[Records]
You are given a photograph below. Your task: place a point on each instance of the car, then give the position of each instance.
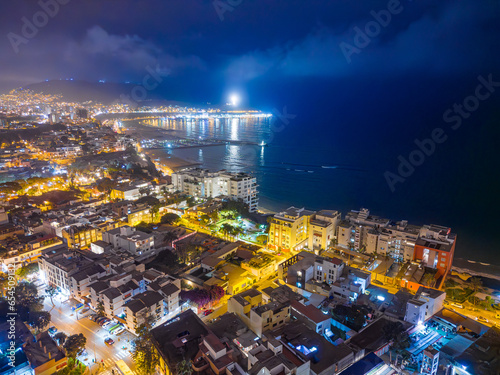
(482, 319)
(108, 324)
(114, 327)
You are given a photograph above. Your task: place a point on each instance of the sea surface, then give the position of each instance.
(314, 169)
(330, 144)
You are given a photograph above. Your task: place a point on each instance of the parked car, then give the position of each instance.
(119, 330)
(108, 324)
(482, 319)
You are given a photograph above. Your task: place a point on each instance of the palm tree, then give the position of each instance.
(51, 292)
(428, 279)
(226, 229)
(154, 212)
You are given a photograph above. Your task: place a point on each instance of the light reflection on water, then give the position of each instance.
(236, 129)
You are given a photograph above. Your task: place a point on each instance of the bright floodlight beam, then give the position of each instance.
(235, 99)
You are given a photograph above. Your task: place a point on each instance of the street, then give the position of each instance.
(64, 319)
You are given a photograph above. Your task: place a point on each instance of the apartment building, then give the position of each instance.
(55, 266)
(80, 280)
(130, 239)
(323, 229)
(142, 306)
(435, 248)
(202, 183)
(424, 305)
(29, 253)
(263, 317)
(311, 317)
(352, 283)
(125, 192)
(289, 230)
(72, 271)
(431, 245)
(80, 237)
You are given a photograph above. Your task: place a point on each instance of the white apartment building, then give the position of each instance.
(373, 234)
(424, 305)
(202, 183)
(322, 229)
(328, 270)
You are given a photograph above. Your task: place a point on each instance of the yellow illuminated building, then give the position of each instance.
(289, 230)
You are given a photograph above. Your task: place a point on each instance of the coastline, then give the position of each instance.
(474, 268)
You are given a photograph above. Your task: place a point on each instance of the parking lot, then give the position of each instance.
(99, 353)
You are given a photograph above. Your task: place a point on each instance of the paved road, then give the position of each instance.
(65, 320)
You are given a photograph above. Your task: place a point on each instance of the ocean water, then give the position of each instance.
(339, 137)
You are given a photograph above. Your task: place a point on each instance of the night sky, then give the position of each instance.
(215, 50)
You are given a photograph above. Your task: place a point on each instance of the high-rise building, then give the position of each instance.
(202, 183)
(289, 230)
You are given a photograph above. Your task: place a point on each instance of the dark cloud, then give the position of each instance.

**EXERCISE DESCRIPTION:**
Retype all of the entries above exactly as they appear, but leave out the pictures.

**OUTPUT BELOW:**
You are given a photograph below. Your task: place a point on each instance of the car, then give the position of each instance.
(482, 319)
(108, 324)
(114, 327)
You are given a photograph above. Your task: place a point on each instance of the sea surface, then give the position of each instance.
(314, 169)
(330, 144)
You are given a photograph above. Your task: place a point on each instance of the parked car, then give the position of each instance.
(119, 330)
(108, 324)
(482, 319)
You are given a photograph above. Your task: place a point on each instance of the palm tree, then give the position of each instance.
(51, 292)
(428, 279)
(226, 229)
(154, 212)
You are given a photograph above. Your task: place a point on each instance of the light reflection on water, then give the position of each instance.
(236, 129)
You are given a photograph above. Your task: place a point on each instance of the bright floodlight beam, then give the position of each instance.
(235, 99)
You are given a photograph above. Your task: place a point on each instance of the street, then give the position of each instance.
(64, 319)
You are given a photograph above. Your task: place a point on each instance of the apartment building, then give the position of each instance.
(55, 266)
(80, 280)
(130, 239)
(323, 229)
(142, 306)
(435, 248)
(202, 183)
(424, 305)
(29, 253)
(263, 317)
(311, 317)
(352, 283)
(125, 192)
(289, 230)
(72, 271)
(431, 245)
(80, 237)
You are given a photograph above. Your task: place a point on each instance of the white apartment building, then give the position of each instance.
(373, 234)
(424, 305)
(202, 183)
(322, 229)
(328, 270)
You are given a photograph above. Your task: place a point on each instance of the yellow illuminated building, then give the position of each instance.
(289, 230)
You are given a photograph above. Your task: place a point on each instance of the coastline, then give the position of each instance.
(474, 268)
You are given a photograph above. Your task: place a point on each instance of the parking lot, then give the position of each instance.
(99, 353)
You are given a photograph above. Your task: place a point on each instance of the paved road, then give the position of each instance.
(65, 320)
You are given a photograph above. Your task: place a point on each instance of the ocean water, then give the position of each instance.
(339, 137)
You are given a photograph above. Your task: place a point on each instance of the night sky, then give the position of each instance.
(215, 50)
You are given a photograph above. Your task: place a point on each instance of the high-rise building, then give the position of each instance.
(202, 183)
(289, 230)
You are given a photograph above. Your task: place a point on each instance of the dark cloud, then give the position of each instance.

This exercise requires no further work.